- TASK
Reproduce verbatim the lines of the items below, from the line containing "Reviewer note: confirm that each instance of the blue" through the final line of the items, both ends included.

- MATERIAL TO PROCESS
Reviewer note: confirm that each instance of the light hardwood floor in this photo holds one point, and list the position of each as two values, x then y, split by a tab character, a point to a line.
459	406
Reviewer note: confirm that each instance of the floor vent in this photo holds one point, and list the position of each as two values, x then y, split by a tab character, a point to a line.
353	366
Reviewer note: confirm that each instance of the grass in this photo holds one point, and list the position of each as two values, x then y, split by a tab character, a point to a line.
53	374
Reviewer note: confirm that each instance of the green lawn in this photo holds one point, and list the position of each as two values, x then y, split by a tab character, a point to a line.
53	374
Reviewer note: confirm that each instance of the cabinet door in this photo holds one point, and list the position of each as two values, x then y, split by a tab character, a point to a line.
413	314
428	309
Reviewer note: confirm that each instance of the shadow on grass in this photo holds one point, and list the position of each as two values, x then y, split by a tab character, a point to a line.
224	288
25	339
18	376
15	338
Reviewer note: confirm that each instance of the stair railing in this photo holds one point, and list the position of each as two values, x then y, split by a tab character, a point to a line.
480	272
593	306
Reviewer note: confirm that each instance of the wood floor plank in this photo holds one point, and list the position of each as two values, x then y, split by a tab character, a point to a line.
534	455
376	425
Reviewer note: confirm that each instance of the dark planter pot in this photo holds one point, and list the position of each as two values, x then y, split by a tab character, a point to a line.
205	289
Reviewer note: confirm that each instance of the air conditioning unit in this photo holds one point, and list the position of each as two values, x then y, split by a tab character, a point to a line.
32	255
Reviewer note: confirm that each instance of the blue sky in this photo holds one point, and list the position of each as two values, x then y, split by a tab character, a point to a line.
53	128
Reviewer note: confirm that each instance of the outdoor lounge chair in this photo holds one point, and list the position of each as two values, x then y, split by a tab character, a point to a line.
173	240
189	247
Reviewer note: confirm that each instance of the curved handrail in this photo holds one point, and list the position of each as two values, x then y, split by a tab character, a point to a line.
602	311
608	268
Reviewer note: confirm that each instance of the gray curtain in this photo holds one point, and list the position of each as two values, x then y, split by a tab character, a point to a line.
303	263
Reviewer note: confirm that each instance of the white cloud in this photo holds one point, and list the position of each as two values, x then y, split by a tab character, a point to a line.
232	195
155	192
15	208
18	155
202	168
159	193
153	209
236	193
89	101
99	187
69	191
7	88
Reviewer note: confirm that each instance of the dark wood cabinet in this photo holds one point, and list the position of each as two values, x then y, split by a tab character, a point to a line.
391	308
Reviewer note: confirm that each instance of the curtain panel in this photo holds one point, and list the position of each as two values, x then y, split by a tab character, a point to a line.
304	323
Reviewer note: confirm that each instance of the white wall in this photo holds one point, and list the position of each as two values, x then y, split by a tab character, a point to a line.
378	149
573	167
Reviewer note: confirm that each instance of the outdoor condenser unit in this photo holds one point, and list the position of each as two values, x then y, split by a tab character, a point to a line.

- SOLUTION BELOW
Reviewer note: confirm that each instance of the blue sky in this photo holds one point, and list the position of each as two values, x then y, split by a tab character, a point to a line.
53	128
Reviewer note: confirm that each instance of the outdoor lounge chair in this photo holds one point, and list the position of each as two values, x then y, split by a tab character, a point to a line.
173	240
189	247
Reviewer note: confirm that each instance of the curved handrail in this photo holds one point, and list the position of each as two values, x then y, split by a tab character, a point to a line.
602	311
608	268
Reviewer note: confirm that each instance of the gray curtain in this photo holds one point, and list the position of each as two values, x then y, split by a tab character, a point to a line.
303	263
Reviewer note: confirm that each instance of the white cloud in this photo holds one point, and list the position of each as two values, x then y, split by a tab character, a point to a line.
232	195
155	192
15	208
18	155
202	168
159	193
153	209
236	193
89	101
99	187
69	191
7	88
Reviewer note: confirm that each instance of the dark wood cabinet in this photo holds one point, and list the position of each as two values, x then y, split by a tab character, a point to a line.
391	308
Reviewer note: confirm that each instance of the curtain panel in this photo holds one point, and list the position of each as two values, x then y, split by a tab character, a point to a line.
304	323
Reviewer note: confirm that each instance of the white wall in this photo holds one point, and list the position of each as two values, x then y, split by a tab character, a point to a line.
378	149
573	167
Reviewer note: confirm that each instance of the outdoor condenser unit in this photo holds one point, and list the position of each as two values, x then y, split by a tab character, a point to a line.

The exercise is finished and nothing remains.